DIRECTIONS FOR THIS TASK » Your task is to extract the lines from the one holding "For the benchmark, mark every instance of the alpine" through the end of the material. Set them down exactly and add nothing.
- - -
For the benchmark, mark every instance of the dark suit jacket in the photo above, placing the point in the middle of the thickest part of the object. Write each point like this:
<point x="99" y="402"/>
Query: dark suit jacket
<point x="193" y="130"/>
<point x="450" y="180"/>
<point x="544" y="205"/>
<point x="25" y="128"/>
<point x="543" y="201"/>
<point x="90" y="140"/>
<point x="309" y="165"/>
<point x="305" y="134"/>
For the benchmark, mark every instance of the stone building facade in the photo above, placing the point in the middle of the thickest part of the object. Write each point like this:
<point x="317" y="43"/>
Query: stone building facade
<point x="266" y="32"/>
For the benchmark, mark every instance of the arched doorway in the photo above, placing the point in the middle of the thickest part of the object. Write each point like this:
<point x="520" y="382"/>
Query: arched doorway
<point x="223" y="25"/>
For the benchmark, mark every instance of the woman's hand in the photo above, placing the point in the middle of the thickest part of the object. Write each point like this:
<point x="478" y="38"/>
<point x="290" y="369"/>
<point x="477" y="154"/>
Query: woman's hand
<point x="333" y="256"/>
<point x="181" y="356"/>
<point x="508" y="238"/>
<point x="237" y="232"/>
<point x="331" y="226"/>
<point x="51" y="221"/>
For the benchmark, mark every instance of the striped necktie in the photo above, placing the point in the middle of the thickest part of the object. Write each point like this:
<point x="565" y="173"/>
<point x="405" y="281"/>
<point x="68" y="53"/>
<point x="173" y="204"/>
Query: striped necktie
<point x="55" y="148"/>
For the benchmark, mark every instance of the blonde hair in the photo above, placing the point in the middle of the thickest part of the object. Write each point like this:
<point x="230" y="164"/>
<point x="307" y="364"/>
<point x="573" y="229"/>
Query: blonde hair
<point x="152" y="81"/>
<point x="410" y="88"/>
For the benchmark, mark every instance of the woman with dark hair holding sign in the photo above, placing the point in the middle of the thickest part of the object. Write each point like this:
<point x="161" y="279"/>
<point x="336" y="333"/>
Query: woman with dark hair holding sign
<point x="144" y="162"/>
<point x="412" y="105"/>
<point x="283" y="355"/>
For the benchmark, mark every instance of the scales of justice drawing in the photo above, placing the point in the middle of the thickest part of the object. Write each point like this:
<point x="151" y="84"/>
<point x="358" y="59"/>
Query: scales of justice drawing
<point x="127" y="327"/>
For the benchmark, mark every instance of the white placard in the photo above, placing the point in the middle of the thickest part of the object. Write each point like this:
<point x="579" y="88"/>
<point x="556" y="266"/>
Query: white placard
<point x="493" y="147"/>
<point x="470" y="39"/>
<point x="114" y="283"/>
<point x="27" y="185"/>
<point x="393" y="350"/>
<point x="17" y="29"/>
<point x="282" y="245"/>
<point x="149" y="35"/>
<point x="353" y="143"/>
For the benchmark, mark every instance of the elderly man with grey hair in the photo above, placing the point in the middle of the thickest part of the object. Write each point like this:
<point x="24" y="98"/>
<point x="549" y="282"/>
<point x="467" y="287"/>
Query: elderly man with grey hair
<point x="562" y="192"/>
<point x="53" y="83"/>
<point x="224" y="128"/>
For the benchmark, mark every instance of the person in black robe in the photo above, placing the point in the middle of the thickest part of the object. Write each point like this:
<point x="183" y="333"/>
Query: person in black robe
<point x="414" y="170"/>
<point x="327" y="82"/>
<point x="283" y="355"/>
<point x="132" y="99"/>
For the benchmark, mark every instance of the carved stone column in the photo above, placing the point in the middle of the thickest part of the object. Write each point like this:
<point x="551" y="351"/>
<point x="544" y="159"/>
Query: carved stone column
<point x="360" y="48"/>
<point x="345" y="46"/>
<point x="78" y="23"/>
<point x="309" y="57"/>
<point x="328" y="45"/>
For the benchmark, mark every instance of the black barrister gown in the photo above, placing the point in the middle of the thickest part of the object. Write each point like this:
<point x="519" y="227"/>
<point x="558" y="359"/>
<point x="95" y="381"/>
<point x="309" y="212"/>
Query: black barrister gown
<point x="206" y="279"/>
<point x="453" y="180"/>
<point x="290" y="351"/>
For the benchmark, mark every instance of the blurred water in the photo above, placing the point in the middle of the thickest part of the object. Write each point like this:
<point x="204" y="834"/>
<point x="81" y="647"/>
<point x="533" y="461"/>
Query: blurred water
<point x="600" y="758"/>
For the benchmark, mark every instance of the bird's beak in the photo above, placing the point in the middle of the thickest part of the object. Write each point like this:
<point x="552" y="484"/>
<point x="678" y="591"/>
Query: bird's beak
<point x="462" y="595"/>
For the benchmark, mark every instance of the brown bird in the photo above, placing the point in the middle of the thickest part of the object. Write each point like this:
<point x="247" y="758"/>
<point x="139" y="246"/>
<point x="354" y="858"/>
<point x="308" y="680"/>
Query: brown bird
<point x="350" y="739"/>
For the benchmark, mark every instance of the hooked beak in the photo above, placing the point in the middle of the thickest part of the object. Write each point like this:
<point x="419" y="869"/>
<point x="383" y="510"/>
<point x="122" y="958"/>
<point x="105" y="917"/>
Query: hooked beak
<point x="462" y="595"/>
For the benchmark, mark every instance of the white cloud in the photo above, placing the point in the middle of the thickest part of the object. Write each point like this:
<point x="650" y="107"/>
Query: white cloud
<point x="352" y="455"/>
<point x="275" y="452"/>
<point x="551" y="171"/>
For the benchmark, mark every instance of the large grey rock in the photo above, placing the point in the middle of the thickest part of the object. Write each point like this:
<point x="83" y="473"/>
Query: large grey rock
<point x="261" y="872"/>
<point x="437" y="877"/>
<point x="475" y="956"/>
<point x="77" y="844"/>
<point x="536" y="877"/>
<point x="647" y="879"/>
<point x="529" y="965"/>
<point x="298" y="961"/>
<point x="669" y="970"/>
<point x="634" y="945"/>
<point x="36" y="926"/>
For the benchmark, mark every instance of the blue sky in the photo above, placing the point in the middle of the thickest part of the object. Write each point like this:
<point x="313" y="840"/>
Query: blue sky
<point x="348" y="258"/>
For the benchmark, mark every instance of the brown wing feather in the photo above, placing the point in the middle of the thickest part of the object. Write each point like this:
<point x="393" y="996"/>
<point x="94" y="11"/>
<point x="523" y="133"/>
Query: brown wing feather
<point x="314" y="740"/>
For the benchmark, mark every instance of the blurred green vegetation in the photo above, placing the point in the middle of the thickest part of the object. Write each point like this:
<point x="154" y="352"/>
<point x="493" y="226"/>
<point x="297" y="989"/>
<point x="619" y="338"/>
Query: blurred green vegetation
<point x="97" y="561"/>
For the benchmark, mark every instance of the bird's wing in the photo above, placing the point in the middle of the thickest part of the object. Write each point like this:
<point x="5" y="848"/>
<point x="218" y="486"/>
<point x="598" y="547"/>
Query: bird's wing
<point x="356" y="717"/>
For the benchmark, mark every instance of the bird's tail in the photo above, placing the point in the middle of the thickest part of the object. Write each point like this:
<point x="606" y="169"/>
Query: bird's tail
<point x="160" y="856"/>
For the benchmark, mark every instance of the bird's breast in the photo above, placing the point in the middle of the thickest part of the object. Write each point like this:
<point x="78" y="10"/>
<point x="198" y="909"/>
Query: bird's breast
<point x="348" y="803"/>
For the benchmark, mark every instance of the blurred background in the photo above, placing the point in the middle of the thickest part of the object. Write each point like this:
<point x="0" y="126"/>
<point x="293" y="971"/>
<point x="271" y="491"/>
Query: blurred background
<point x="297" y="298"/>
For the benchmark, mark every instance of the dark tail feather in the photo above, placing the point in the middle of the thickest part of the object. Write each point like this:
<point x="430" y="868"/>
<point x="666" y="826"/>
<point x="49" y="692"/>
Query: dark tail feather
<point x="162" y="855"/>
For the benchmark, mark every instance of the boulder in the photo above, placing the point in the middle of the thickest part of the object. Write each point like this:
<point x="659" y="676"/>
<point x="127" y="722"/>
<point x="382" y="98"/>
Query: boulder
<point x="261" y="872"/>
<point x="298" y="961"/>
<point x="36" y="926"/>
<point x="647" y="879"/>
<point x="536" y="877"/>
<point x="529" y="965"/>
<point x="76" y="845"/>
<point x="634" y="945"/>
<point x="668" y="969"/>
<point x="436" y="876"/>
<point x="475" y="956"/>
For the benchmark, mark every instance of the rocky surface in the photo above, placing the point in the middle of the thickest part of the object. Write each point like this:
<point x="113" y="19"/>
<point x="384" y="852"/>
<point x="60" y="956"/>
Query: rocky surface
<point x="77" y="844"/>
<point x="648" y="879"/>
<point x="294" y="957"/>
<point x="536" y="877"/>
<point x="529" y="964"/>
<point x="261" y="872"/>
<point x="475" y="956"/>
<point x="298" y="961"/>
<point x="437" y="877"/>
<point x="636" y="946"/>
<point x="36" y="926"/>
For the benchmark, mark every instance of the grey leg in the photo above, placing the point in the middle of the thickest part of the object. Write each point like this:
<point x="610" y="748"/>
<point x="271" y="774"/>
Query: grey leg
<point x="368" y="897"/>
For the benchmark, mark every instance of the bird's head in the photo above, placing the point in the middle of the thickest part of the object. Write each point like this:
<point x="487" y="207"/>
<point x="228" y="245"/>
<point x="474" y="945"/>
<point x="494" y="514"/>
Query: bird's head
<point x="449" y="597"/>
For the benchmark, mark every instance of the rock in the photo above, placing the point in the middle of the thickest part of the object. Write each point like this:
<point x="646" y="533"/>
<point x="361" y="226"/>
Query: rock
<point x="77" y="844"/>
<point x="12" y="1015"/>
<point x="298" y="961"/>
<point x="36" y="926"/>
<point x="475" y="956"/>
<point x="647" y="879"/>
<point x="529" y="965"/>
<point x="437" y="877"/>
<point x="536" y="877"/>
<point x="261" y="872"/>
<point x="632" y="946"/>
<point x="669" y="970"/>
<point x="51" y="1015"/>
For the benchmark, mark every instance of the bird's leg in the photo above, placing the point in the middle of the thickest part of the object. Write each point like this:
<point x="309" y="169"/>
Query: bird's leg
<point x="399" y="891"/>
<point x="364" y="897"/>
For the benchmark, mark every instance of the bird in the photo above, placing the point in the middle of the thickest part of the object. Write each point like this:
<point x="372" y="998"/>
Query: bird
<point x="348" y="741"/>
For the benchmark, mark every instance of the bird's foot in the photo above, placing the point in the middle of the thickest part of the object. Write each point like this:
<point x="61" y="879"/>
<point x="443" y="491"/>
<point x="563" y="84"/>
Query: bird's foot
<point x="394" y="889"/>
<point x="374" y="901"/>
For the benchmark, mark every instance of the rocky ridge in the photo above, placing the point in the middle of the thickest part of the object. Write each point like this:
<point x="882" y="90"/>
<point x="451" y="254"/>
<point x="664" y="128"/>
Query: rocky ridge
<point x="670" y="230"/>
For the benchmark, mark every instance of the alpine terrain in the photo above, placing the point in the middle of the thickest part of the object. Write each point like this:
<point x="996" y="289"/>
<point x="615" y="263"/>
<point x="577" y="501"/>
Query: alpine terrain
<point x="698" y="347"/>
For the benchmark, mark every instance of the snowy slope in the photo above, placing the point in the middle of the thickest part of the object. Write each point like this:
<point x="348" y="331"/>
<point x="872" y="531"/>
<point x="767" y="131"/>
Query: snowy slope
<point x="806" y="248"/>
- - -
EXERCISE ANSWER »
For the benchmark, mark every instance of the alpine terrain in the photo above, placing the point in the middle of the thickest part of the object. Write each point like this:
<point x="996" y="289"/>
<point x="615" y="263"/>
<point x="577" y="501"/>
Query: alpine terrain
<point x="698" y="347"/>
For the benchmark, mark every instance of the snowy slope in the photo above, placing the point in the middle of the thickest part of the object. Write each point like this:
<point x="348" y="331"/>
<point x="872" y="531"/>
<point x="767" y="131"/>
Query: snowy slope
<point x="806" y="248"/>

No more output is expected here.